**What is required**
Render the lines below as a JSON list of strings, with one string per line and blank lines omitted.

(Entries from a point annotation set)
------------------------------------------------

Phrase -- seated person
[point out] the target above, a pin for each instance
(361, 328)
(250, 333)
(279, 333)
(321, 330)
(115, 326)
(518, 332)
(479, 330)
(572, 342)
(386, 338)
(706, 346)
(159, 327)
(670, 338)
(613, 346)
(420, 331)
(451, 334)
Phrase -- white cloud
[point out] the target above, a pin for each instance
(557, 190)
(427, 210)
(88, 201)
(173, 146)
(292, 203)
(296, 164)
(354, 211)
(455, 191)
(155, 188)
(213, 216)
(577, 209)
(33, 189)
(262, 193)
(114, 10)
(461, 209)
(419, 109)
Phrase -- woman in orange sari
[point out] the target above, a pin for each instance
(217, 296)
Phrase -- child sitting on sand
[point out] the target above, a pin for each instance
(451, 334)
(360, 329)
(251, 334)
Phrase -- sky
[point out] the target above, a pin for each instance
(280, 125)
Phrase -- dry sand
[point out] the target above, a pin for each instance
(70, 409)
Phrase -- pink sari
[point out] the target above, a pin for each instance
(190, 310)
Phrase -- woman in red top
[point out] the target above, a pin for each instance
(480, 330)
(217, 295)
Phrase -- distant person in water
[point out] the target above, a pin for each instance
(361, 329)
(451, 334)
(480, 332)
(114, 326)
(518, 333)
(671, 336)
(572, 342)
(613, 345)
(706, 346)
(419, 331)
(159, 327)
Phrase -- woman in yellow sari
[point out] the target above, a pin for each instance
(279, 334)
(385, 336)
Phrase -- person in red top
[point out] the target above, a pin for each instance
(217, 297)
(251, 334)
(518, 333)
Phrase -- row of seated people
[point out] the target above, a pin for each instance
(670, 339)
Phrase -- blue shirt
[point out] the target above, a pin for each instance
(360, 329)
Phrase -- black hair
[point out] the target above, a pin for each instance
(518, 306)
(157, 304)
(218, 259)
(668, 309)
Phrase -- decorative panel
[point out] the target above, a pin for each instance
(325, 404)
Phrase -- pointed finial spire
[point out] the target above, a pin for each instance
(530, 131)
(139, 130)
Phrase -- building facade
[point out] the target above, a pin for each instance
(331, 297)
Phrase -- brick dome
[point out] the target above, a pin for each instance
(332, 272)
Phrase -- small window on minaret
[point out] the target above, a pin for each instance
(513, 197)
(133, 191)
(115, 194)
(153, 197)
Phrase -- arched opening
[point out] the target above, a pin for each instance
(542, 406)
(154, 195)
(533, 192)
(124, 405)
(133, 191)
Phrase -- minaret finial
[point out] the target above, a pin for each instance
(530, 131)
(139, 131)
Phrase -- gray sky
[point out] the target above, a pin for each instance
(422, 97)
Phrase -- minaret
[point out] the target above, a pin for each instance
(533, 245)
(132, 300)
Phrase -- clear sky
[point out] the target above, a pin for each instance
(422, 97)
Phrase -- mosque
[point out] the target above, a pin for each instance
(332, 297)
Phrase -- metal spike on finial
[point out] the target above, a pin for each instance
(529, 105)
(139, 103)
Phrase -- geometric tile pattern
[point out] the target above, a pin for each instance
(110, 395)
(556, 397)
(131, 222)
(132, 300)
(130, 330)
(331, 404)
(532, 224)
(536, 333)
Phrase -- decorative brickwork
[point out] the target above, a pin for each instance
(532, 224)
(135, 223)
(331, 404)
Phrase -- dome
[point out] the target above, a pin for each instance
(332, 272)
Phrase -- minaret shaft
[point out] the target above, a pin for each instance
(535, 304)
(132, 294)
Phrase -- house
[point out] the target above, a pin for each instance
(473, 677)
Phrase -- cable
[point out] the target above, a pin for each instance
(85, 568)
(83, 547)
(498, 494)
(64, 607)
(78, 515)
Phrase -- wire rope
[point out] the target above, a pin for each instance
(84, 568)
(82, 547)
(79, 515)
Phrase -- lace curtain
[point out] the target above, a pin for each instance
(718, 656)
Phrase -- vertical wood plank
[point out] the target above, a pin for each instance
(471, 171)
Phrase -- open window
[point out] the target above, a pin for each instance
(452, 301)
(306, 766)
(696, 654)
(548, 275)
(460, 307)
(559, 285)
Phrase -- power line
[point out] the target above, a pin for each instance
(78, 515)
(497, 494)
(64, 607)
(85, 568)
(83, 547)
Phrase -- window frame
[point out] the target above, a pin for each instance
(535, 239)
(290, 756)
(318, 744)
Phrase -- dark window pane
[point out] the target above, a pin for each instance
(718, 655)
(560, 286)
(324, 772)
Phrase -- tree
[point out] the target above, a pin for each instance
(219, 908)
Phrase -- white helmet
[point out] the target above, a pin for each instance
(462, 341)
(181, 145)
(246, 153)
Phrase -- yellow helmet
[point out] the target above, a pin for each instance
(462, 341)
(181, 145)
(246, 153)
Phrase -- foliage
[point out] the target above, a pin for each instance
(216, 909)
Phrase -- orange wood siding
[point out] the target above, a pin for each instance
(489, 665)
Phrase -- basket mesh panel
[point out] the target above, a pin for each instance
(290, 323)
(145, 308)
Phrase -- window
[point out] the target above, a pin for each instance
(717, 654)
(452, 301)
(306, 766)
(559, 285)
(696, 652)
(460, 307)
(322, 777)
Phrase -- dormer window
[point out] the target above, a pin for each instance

------------------------------------------------

**Problem solution**
[
  "Phrase -- seated person",
  "[point out] the target above, a pin for each instance",
  "(361, 328)",
  "(250, 333)",
  "(279, 333)",
  "(321, 330)",
  "(115, 326)",
  "(518, 332)",
  "(479, 330)",
  "(572, 342)",
  "(386, 338)",
  "(706, 346)",
  "(159, 327)",
  "(670, 338)",
  "(613, 346)",
  "(420, 331)",
  "(451, 334)",
  "Phrase -- white cloud",
  "[point out] the target above, a pin for each instance",
  "(557, 190)",
  "(427, 210)",
  "(88, 201)",
  "(173, 146)",
  "(292, 203)",
  "(296, 164)",
  "(354, 211)",
  "(455, 191)",
  "(155, 188)",
  "(213, 216)",
  "(577, 209)",
  "(33, 189)",
  "(262, 193)",
  "(114, 10)",
  "(461, 209)",
  "(419, 109)",
  "Phrase -- woman in orange sari",
  "[point out] the target above, a pin for each instance",
  "(217, 296)",
  "Phrase -- child sitting on sand",
  "[point out] the target above, a pin for each instance",
  "(451, 334)",
  "(360, 329)",
  "(251, 334)",
  "Phrase -- sky",
  "[point out] the target above, a pin for each instance",
  "(280, 125)",
  "Phrase -- dry sand",
  "[point out] the target above, a pin for each instance",
  "(70, 409)",
  "Phrase -- pink sari",
  "[point out] the target above, a pin for each instance",
  "(190, 310)",
  "Phrase -- woman in red top",
  "[point out] the target above, a pin for each instance",
  "(480, 330)",
  "(217, 295)",
  "Phrase -- distant person in water",
  "[point out] the target above, a pin for each instance",
  "(361, 329)",
  "(451, 334)",
  "(480, 332)",
  "(114, 326)",
  "(518, 333)",
  "(671, 336)",
  "(572, 342)",
  "(613, 345)",
  "(706, 346)",
  "(419, 331)",
  "(159, 327)",
  "Phrase -- woman in yellow sari",
  "[point out] the target above, a pin for each instance",
  "(279, 334)",
  "(385, 336)",
  "Phrase -- person in red top",
  "[point out] the target above, a pin for each instance",
  "(217, 297)",
  "(251, 334)",
  "(518, 333)",
  "Phrase -- row of seated people",
  "[point out] the target above, a pin for each instance",
  "(670, 339)",
  "Phrase -- blue shirt",
  "[point out] the target above, a pin for each instance",
  "(360, 329)",
  "Phrase -- black hair",
  "[point out] the target above, a pin for each instance",
  "(518, 306)",
  "(157, 304)",
  "(218, 259)",
  "(668, 309)",
  "Phrase -- decorative panel",
  "[point out] the target above, a pin for each instance",
  "(325, 404)",
  "Phrase -- pointed finial spire",
  "[point out] the target above, a pin for each instance",
  "(530, 131)",
  "(139, 130)",
  "Phrase -- building facade",
  "[point out] the target above, a pin for each instance",
  "(331, 297)",
  "Phrase -- brick dome",
  "[point out] the target above, a pin for each instance",
  "(332, 272)",
  "Phrase -- small window on minaret",
  "[point out] the target above, a pin for each instance",
  "(513, 197)",
  "(133, 191)",
  "(115, 194)",
  "(153, 197)",
  "Phrase -- arched opening",
  "[point out] the target above, a pin for each instance",
  "(542, 406)",
  "(154, 195)",
  "(533, 192)",
  "(124, 405)",
  "(133, 191)",
  "Phrase -- minaret finial",
  "[point out] the target above, a pin for each instance",
  "(530, 131)",
  "(139, 131)",
  "Phrase -- gray sky",
  "[point out] the target above, a pin for each instance",
  "(422, 97)",
  "Phrase -- minaret",
  "[point out] the target above, a pin for each instance",
  "(533, 245)",
  "(132, 300)",
  "Phrase -- clear sky",
  "[point out] the target above, a pin for each instance",
  "(422, 97)",
  "Phrase -- mosque",
  "[point out] the target above, a pin for each instance",
  "(332, 297)",
  "Phrase -- metal spike on finial",
  "[point out] the target above, a pin for each instance",
  "(529, 105)",
  "(139, 103)",
  "Phrase -- geometric tile pattern",
  "[point out] the target above, a pin for each instance",
  "(110, 395)",
  "(556, 397)",
  "(131, 222)",
  "(132, 300)",
  "(130, 330)",
  "(331, 404)",
  "(532, 224)",
  "(536, 333)",
  "Phrase -- decorative brickwork",
  "[point out] the target above, a pin for each instance",
  "(532, 224)",
  "(135, 223)",
  "(331, 404)",
  "Phrase -- dome",
  "[point out] the target above, a pin for each instance",
  "(332, 272)",
  "Phrase -- minaret shaft",
  "[point out] the target above, a pin for each instance",
  "(535, 304)",
  "(132, 294)",
  "Phrase -- house",
  "[point out] the target above, a pin for each instance",
  "(473, 677)",
  "Phrase -- cable",
  "[point out] the target above, a pin for each instance",
  "(85, 568)",
  "(83, 547)",
  "(498, 494)",
  "(64, 607)",
  "(78, 515)",
  "Phrase -- wire rope",
  "[point out] the target above, a pin for each instance",
  "(84, 568)",
  "(82, 547)",
  "(79, 515)",
  "Phrase -- lace curtain",
  "[point out] the target above, a pin for each instance",
  "(718, 656)",
  "Phrase -- vertical wood plank",
  "[point out] the target above, a pin for each instance",
  "(471, 171)",
  "Phrase -- open window",
  "[point out] the target above, a pin for each instance",
  "(452, 301)",
  "(306, 766)",
  "(696, 654)",
  "(548, 275)",
  "(460, 307)",
  "(559, 285)",
  "Phrase -- power line",
  "[point out] the target above, a pin for each instance",
  "(78, 515)",
  "(497, 494)",
  "(64, 607)",
  "(85, 568)",
  "(83, 547)",
  "Phrase -- window frame",
  "[point out] the target above, a pin for each instance",
  "(535, 239)",
  "(290, 756)",
  "(318, 744)",
  "Phrase -- dark window pane",
  "[point out] the target above, a pin for each instance",
  "(718, 655)",
  "(560, 286)",
  "(324, 772)",
  "Phrase -- tree",
  "[point out] the target above, a pin for each instance",
  "(219, 908)",
  "Phrase -- white helmet",
  "[point out] the target above, a pin for each instance",
  "(462, 341)",
  "(181, 145)",
  "(246, 153)",
  "Phrase -- yellow helmet",
  "[point out] the target above, a pin for each instance",
  "(462, 341)",
  "(181, 145)",
  "(246, 153)",
  "Phrase -- foliage",
  "[point out] the target above, a pin for each instance",
  "(216, 909)",
  "Phrase -- orange wood siding",
  "[point out] the target above, a pin for each instance",
  "(489, 665)",
  "Phrase -- basket mesh panel",
  "[point out] the target above, a pin for each instance",
  "(290, 323)",
  "(145, 308)",
  "Phrase -- window",
  "[point out] the target above, a pin for each instance",
  "(717, 654)",
  "(452, 301)",
  "(306, 766)",
  "(559, 285)",
  "(696, 652)",
  "(460, 307)",
  "(322, 777)",
  "Phrase -- dormer window",
  "[point out] the target above, a pin for each instance"
]